**WORK TO DO:** Count the lines in the data below that contain the string "white", treating uppercase and lowercase letters as distinct. Give only the resulting number.

** begin ROWS **

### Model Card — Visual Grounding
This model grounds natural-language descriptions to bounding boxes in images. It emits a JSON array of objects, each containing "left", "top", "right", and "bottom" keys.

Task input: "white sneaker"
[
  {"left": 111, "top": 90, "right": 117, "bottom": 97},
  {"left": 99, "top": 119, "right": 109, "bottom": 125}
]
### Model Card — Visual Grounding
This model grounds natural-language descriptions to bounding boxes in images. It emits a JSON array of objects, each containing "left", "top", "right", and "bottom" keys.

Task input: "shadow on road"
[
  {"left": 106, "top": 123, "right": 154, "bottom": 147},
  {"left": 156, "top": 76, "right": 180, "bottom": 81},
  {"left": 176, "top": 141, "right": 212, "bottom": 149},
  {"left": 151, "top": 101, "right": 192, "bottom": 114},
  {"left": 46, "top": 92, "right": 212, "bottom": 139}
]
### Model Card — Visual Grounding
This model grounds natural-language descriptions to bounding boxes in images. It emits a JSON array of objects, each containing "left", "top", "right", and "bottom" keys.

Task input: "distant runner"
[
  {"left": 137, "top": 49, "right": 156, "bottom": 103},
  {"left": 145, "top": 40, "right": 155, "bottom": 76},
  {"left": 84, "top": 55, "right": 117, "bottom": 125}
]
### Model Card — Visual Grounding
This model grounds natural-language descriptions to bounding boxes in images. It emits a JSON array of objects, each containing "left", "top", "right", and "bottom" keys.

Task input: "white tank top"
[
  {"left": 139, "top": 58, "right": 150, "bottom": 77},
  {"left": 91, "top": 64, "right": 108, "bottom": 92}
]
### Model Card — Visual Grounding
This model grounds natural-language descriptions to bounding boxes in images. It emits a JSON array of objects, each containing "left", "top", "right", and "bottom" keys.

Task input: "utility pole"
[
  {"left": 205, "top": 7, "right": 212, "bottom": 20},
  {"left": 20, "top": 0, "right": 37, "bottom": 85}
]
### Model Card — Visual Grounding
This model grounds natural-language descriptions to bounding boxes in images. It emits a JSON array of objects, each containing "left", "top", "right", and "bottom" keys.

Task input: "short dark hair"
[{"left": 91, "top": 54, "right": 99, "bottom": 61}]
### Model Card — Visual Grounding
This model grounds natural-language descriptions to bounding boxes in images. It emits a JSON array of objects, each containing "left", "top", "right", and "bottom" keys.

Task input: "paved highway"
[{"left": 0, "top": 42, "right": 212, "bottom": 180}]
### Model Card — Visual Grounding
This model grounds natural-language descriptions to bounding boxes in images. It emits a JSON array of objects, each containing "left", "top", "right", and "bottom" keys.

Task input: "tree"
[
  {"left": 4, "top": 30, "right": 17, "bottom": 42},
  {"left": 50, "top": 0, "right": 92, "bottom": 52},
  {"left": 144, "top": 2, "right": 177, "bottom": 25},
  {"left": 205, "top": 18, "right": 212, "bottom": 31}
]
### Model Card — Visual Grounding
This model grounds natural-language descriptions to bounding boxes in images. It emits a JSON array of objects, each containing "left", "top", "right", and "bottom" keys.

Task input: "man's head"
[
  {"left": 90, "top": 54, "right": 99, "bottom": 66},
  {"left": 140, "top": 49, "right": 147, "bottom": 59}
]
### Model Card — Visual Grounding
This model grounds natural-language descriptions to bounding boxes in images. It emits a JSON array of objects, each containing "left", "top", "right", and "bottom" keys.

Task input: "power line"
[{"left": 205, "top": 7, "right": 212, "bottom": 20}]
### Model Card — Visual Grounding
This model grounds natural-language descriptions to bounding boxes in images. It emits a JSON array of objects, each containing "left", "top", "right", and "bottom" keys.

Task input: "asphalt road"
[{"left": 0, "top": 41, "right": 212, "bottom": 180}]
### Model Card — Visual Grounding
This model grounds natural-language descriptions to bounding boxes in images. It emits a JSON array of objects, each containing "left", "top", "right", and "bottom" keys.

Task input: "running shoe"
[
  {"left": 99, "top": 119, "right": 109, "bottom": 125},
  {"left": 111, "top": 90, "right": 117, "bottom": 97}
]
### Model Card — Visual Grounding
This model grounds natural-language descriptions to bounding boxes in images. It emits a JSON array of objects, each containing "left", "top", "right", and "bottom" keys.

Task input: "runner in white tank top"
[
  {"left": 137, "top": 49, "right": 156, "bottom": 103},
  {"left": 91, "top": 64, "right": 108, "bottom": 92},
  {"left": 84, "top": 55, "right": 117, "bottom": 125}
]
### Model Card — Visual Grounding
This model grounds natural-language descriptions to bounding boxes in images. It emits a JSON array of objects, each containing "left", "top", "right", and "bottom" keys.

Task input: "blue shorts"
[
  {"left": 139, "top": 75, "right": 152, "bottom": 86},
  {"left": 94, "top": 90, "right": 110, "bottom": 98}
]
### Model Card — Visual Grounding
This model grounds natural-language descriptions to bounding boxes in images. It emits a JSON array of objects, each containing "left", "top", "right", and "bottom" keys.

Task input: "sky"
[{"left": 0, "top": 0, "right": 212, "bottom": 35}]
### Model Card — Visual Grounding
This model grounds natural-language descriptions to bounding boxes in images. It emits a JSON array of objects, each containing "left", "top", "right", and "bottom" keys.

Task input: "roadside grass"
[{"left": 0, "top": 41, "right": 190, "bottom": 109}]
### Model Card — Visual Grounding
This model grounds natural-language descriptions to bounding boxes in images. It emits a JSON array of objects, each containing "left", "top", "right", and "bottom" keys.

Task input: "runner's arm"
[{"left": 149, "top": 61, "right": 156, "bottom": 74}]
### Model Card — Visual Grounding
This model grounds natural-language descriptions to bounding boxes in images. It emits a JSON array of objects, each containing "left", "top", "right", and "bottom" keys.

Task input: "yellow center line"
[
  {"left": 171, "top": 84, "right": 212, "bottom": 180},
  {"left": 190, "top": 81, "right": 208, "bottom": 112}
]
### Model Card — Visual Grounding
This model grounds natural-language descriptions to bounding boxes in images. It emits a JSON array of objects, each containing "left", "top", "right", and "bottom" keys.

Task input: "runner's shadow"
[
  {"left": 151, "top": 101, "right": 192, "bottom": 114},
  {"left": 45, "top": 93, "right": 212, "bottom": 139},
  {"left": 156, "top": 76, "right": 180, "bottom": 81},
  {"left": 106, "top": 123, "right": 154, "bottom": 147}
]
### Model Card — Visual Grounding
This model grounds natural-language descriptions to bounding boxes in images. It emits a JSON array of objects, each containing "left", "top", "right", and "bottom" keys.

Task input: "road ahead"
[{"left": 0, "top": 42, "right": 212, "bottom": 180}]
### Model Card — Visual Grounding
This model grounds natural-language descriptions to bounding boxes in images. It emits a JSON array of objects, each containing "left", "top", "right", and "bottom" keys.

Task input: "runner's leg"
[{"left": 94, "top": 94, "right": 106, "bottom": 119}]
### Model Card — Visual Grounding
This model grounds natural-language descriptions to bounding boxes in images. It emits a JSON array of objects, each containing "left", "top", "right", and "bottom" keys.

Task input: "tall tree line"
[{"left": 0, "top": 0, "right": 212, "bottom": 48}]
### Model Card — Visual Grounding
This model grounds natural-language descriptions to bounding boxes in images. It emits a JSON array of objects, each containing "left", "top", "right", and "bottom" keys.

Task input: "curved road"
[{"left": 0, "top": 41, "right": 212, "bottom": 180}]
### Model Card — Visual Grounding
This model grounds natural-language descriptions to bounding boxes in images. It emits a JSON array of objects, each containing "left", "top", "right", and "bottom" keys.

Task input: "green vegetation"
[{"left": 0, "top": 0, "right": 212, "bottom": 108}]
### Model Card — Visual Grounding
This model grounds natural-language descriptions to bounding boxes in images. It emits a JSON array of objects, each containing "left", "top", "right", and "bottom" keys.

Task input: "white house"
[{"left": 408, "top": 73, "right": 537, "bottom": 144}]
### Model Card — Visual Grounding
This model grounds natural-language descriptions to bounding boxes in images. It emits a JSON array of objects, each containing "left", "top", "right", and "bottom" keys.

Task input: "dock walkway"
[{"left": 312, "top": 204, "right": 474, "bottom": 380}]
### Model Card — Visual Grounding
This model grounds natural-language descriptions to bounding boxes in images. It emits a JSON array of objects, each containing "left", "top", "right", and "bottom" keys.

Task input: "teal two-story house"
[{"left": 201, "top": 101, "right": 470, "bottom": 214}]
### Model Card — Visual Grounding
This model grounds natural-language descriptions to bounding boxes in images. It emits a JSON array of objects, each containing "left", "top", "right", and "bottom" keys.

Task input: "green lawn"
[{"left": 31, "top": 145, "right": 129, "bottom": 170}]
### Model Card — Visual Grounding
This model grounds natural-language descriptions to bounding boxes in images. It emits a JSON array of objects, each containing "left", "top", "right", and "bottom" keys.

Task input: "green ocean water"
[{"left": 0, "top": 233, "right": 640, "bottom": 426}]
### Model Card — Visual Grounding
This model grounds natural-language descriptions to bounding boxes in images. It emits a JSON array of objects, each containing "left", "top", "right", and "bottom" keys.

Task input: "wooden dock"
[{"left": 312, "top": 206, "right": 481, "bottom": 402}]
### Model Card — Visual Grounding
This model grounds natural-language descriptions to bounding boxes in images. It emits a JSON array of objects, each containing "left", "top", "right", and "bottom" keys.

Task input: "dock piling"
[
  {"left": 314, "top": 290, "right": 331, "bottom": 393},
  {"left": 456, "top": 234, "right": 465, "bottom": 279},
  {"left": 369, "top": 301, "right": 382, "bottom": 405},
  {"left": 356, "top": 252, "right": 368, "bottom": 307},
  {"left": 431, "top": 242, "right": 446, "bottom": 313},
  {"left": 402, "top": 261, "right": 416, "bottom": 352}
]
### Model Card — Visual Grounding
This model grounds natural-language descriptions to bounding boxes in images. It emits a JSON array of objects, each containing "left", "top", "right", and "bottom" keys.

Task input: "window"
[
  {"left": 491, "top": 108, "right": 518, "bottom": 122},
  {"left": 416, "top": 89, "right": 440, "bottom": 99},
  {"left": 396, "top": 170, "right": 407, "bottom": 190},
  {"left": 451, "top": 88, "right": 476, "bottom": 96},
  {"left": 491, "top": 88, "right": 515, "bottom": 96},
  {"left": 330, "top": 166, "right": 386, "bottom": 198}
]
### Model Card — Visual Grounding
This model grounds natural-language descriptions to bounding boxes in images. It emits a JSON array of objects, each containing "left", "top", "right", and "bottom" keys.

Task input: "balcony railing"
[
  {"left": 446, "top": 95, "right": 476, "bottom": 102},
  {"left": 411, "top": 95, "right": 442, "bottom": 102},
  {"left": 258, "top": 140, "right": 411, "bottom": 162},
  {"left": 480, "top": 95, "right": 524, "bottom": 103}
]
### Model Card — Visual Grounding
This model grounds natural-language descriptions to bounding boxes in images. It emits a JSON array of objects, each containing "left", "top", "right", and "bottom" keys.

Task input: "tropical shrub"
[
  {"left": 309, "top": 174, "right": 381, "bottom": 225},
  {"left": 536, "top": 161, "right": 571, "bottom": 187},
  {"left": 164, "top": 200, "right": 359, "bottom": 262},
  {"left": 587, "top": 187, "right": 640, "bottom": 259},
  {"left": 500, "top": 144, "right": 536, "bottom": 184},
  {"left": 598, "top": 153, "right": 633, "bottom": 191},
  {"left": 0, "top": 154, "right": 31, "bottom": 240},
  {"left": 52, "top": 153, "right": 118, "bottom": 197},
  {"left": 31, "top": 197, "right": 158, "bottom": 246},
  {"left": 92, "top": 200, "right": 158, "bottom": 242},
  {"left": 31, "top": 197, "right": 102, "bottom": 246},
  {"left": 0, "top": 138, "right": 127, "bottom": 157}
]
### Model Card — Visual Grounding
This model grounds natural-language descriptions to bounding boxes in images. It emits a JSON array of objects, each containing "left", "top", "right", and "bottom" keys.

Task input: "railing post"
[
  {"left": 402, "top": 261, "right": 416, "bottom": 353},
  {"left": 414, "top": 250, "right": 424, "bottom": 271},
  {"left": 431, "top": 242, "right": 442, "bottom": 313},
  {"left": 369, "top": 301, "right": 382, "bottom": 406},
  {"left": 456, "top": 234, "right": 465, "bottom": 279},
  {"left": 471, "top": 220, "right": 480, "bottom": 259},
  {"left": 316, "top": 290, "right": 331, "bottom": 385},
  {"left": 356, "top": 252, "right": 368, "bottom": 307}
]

** end ROWS **

**RESPONSE FOR THIS EXERCISE:** 4